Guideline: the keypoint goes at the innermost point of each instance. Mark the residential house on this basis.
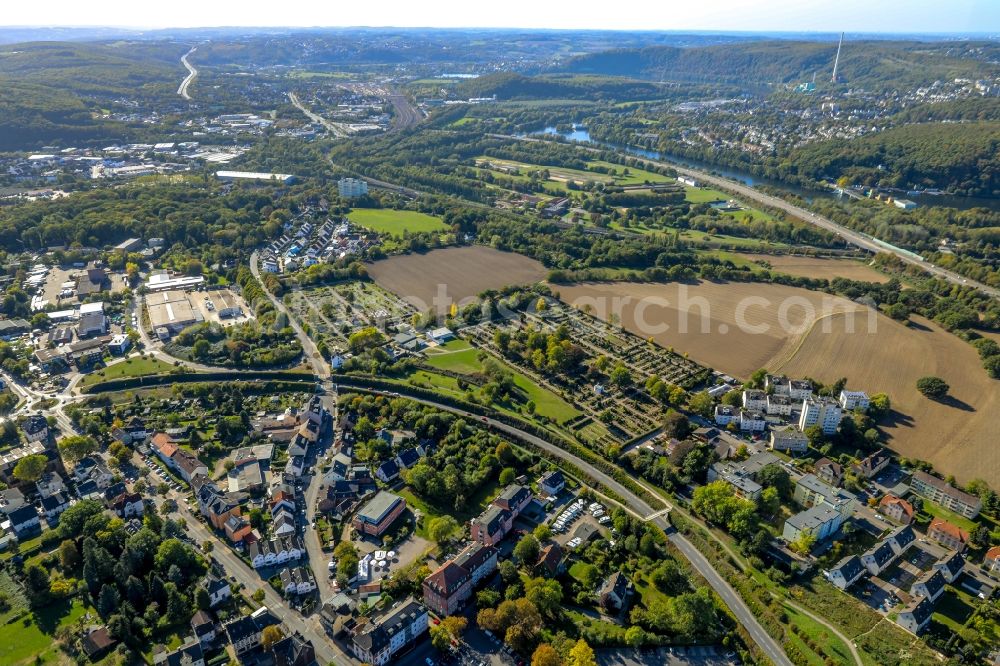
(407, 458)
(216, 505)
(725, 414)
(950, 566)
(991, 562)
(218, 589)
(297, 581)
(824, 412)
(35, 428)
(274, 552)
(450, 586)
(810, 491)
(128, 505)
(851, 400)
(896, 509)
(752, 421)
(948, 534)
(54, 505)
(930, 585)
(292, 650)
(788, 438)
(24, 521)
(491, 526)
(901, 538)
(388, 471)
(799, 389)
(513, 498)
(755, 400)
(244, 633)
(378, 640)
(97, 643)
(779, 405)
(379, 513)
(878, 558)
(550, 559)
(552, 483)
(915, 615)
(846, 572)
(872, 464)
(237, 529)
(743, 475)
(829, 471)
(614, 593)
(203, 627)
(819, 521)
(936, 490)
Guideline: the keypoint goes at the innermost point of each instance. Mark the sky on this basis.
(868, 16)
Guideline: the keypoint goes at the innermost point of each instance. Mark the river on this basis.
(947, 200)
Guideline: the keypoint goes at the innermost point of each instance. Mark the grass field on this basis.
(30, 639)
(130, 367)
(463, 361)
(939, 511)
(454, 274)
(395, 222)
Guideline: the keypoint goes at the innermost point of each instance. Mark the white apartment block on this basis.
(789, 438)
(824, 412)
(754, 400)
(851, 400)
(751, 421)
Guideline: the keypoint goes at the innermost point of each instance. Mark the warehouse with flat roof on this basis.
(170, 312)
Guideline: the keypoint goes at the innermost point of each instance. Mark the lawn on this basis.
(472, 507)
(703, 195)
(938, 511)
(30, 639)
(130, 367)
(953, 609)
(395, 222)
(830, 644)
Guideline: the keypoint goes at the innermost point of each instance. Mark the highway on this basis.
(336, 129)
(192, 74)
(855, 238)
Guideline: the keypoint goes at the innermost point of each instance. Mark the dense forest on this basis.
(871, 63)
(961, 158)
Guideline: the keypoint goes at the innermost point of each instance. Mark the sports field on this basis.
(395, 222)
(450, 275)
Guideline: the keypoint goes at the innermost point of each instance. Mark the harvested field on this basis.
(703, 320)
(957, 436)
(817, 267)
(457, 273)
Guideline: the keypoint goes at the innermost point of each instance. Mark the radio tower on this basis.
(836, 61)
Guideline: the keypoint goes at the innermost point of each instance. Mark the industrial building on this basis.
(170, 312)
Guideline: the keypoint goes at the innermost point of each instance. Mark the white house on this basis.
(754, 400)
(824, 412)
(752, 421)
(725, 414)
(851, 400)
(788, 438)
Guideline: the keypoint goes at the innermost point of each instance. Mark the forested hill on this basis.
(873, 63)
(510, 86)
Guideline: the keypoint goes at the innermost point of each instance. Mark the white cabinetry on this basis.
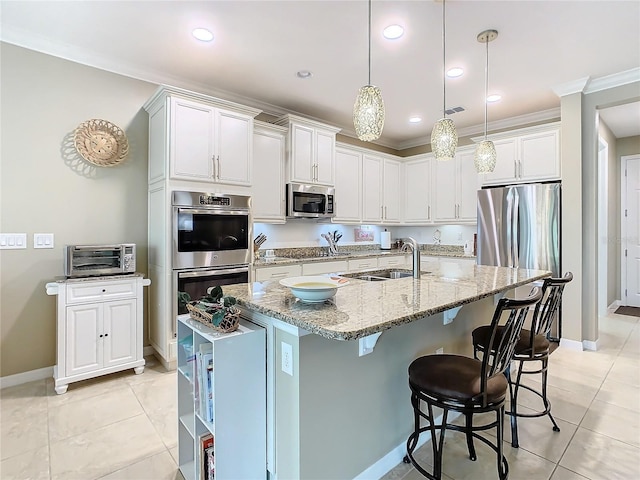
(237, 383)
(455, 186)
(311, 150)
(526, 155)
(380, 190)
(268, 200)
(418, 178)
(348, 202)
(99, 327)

########################################

EXERCISE PROMPT: Convert all of the entries above into a JSON list of strings, with one string for each line and no blank lines. Leave the pictures out.

EXERCISE RESPONSE:
[
  "Guideline: the keypoint goes at the innermost point of each instance. Mark the residential house on this basis.",
  "(407, 458)",
  "(216, 505)",
  "(725, 414)",
  "(950, 566)",
  "(991, 562)",
  "(218, 589)",
  "(297, 581)",
  "(824, 412)",
  "(35, 428)",
  "(274, 552)",
  "(450, 586)",
  "(810, 491)",
  "(128, 505)",
  "(851, 400)",
  "(896, 509)",
  "(752, 421)",
  "(948, 534)",
  "(54, 505)",
  "(930, 585)",
  "(292, 650)",
  "(788, 438)",
  "(24, 521)",
  "(491, 526)",
  "(901, 538)",
  "(388, 471)",
  "(799, 389)",
  "(513, 498)",
  "(755, 400)",
  "(244, 633)",
  "(378, 640)",
  "(97, 643)",
  "(779, 405)",
  "(379, 513)",
  "(878, 558)",
  "(550, 559)",
  "(552, 483)",
  "(915, 615)",
  "(846, 572)",
  "(872, 464)",
  "(237, 529)",
  "(743, 475)",
  "(829, 471)",
  "(614, 593)",
  "(203, 627)",
  "(819, 521)",
  "(936, 490)",
  "Guideline: the keypoint goes at the innermost point of each instance. Mark the sky on this basis.",
  "(868, 16)",
  "Guideline: the keypoint goes at the innermost point of each instance. Mark the river on this basis.",
  "(947, 200)",
  "Guideline: the keypoint goes at the innermost point of each instance. Mark the grass field on this basis.",
  "(30, 639)",
  "(130, 367)",
  "(463, 361)",
  "(939, 511)",
  "(454, 274)",
  "(395, 222)",
  "Guideline: the keypoint goes at the innermost point of each instance. Mark the white apartment block on this basis.",
  "(789, 438)",
  "(824, 412)",
  "(754, 400)",
  "(851, 400)",
  "(751, 421)",
  "Guideline: the keypoint goes at the innermost point of each instance. Mark the warehouse with flat roof on this basis.",
  "(170, 312)",
  "Guideline: the keypoint goes at the innermost point of each instance. Mark the lawn on this basis.",
  "(472, 507)",
  "(703, 195)",
  "(938, 511)",
  "(30, 639)",
  "(130, 367)",
  "(953, 609)",
  "(395, 222)",
  "(830, 644)",
  "Guideline: the keypoint goes at the innermost point of each instance. Mark the highway on this basis.",
  "(336, 129)",
  "(192, 74)",
  "(855, 238)",
  "Guideline: the keypoint goes at the innermost point of each instance. Mark the dense forest on this basis.",
  "(871, 63)",
  "(961, 158)",
  "Guideline: the keypoint goes at the innermost point of each instance. Mark the sports field on this basis.",
  "(395, 222)",
  "(450, 275)",
  "Guideline: the keypoint goes at the innermost point of each instance. Mark the harvested field on this basis.",
  "(703, 320)",
  "(957, 436)",
  "(817, 267)",
  "(457, 273)",
  "Guideline: the keypoint goes at the innermost point of each instance. Mark the radio tower on this basis.",
  "(836, 61)",
  "Guideline: the keypoint goes at the innermost point of each instance. Mark the industrial building on this basis.",
  "(170, 312)",
  "Guideline: the keypoint goes at the innermost point of each instance. Mark the white house on this basis.",
  "(754, 400)",
  "(824, 412)",
  "(752, 421)",
  "(725, 414)",
  "(851, 400)",
  "(788, 438)",
  "Guideline: the keypoint goes at the innermost point of each instance. Mark the forested hill on this basis.",
  "(873, 63)",
  "(510, 86)",
  "Guideline: the keypoint goes at the innermost point of each instance. Mark the white cabinetry on this basis.",
  "(237, 383)",
  "(455, 186)",
  "(311, 150)",
  "(526, 155)",
  "(380, 190)",
  "(268, 200)",
  "(418, 178)",
  "(348, 202)",
  "(99, 327)"
]